- What needs to be done -
Every line that contains the word "artist" should be copied from the records below.
--- Records supplied Enclosed Below ---
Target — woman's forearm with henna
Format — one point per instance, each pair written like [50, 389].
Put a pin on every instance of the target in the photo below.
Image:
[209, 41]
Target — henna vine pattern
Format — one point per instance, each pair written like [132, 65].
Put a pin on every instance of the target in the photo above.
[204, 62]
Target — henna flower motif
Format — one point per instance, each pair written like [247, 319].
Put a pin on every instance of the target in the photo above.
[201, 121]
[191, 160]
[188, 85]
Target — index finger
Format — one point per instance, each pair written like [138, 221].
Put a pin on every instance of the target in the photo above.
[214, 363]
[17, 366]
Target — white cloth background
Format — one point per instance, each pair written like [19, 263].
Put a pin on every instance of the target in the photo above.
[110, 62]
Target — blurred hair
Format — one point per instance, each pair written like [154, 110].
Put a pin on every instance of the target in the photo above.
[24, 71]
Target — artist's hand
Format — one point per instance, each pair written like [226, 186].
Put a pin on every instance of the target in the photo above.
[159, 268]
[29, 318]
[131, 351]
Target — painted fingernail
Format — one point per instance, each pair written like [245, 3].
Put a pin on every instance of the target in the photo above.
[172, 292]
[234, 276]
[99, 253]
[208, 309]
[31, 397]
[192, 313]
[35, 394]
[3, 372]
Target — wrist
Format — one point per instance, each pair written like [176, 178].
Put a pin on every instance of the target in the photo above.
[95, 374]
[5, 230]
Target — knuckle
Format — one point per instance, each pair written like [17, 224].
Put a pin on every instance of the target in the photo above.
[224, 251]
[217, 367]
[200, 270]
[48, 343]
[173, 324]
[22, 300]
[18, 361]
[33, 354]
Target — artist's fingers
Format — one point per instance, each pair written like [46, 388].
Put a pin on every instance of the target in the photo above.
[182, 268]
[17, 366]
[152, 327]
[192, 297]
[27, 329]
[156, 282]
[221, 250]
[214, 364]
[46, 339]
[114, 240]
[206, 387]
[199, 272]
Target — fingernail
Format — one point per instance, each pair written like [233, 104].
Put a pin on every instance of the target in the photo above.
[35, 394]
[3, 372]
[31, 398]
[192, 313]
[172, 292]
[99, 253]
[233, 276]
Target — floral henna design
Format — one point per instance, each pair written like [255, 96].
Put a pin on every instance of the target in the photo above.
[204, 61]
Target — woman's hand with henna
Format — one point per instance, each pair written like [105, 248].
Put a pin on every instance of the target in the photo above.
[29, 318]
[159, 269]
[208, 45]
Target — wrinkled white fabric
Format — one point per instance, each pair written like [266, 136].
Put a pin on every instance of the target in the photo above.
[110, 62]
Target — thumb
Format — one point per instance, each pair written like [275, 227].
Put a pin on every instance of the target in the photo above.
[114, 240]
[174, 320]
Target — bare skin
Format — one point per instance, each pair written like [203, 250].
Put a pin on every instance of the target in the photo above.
--- End of Enclosed Records supplied ---
- Your solution -
Target — artist's hand
Target — artist's fingers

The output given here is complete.